THE REQUEST
Swap "detector" for "locator" throughout all of the records below, keeping everything else the same.

** BEGIN EXTRACTED ENTRIES **

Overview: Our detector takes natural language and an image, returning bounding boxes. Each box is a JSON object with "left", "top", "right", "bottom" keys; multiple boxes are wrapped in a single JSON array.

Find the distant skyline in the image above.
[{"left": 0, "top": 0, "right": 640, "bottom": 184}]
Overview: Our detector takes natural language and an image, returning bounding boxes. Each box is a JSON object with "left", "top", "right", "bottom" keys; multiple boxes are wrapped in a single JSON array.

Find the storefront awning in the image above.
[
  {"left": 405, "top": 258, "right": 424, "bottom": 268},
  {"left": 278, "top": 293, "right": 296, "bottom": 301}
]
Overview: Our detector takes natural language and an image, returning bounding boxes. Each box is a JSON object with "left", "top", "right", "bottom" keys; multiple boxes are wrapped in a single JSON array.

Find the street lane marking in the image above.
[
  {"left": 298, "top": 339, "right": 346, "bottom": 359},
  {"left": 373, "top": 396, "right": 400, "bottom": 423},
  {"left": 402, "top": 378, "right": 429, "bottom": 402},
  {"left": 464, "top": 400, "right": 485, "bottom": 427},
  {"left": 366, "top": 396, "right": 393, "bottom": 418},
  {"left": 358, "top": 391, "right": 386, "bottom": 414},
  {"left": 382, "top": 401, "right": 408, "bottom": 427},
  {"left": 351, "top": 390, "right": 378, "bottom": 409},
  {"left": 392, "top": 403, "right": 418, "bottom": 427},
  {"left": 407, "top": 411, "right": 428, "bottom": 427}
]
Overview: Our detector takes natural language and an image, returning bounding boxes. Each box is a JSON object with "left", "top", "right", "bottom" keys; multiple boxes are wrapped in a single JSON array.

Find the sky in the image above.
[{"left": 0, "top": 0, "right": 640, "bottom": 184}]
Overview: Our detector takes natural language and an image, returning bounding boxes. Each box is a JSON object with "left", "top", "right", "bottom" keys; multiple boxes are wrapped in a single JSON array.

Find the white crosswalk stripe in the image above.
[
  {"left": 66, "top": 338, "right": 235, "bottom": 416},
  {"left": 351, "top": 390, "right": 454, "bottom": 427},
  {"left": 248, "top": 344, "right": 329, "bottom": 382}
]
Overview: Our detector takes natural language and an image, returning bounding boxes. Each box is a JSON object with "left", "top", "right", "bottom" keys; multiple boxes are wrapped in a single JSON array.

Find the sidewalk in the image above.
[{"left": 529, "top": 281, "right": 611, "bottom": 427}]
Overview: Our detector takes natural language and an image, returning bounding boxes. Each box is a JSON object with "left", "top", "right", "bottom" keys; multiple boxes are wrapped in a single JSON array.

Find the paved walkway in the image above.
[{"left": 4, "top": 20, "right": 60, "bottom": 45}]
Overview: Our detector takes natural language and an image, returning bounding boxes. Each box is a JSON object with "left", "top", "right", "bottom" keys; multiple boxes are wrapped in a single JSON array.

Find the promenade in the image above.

** END EXTRACTED ENTRIES **

RESULT FOR THIS EXERCISE
Overview: Our locator takes natural language and an image, returning bounding boxes. Each box is a JSON object with "left", "top", "right", "bottom" keys; multiple boxes are wrapped in a single JSON array.

Find the distant skyline in the image above.
[{"left": 0, "top": 0, "right": 640, "bottom": 184}]
Overview: Our locator takes natural language and an image, returning bounding boxes. Each box is a JSON object with "left", "top", "right", "bottom" keys; multiple boxes are wrapped in a single JSON array.

Find the storefront awning in the image above.
[
  {"left": 405, "top": 258, "right": 424, "bottom": 268},
  {"left": 278, "top": 293, "right": 296, "bottom": 301}
]
Overview: Our locator takes natural language and an image, returning bounding boxes. Each box is a JSON object with "left", "top", "right", "bottom" keys; multiple boxes are wrapped in a single JSON array.

Find the street lane marking in the image above.
[
  {"left": 298, "top": 339, "right": 346, "bottom": 359},
  {"left": 373, "top": 396, "right": 400, "bottom": 423},
  {"left": 402, "top": 378, "right": 429, "bottom": 402},
  {"left": 464, "top": 400, "right": 485, "bottom": 427},
  {"left": 366, "top": 396, "right": 393, "bottom": 418},
  {"left": 358, "top": 391, "right": 386, "bottom": 414},
  {"left": 382, "top": 401, "right": 408, "bottom": 427},
  {"left": 351, "top": 390, "right": 378, "bottom": 409},
  {"left": 392, "top": 403, "right": 418, "bottom": 427},
  {"left": 407, "top": 411, "right": 428, "bottom": 427}
]
Overview: Our locator takes natural language and an image, returning bounding boxes. Each box is a JSON object with "left", "top", "right", "bottom" keys; multiple boxes are wrapped in a single JSON array.

Find the sky in the image above.
[{"left": 0, "top": 0, "right": 640, "bottom": 184}]
Overview: Our locator takes natural language and an image, returning bounding boxes. Each box is a JSON object with "left", "top", "right", "bottom" keys; multiple boxes are wrapped in a single JSON array.

Find the white crosswalk stripe in the image above.
[
  {"left": 66, "top": 338, "right": 235, "bottom": 416},
  {"left": 351, "top": 390, "right": 454, "bottom": 427},
  {"left": 248, "top": 344, "right": 329, "bottom": 382}
]
Overview: Our locator takes natural language and an image, returning bounding boxes. Each box is a JSON object with "left", "top", "right", "bottom" keys; multiple boxes are wrapped in a single JSON array.

Find the sidewalk in the image above.
[{"left": 529, "top": 281, "right": 611, "bottom": 427}]
Overview: Our locator takes natural language and an image, returning bounding boxes. Each box is a JSON object with "left", "top", "right", "bottom" keys; multiple boxes are wrapped in a single JSON array.

Find the paved walkway in the image above.
[{"left": 4, "top": 20, "right": 60, "bottom": 45}]
Overview: Our locator takes natural language and an image, returning bounding boxes. Each box is a JSON object with "left", "top", "right", "bottom" keys; multiple boxes are wrapped in a single JSON array.

Find the promenade in the image above.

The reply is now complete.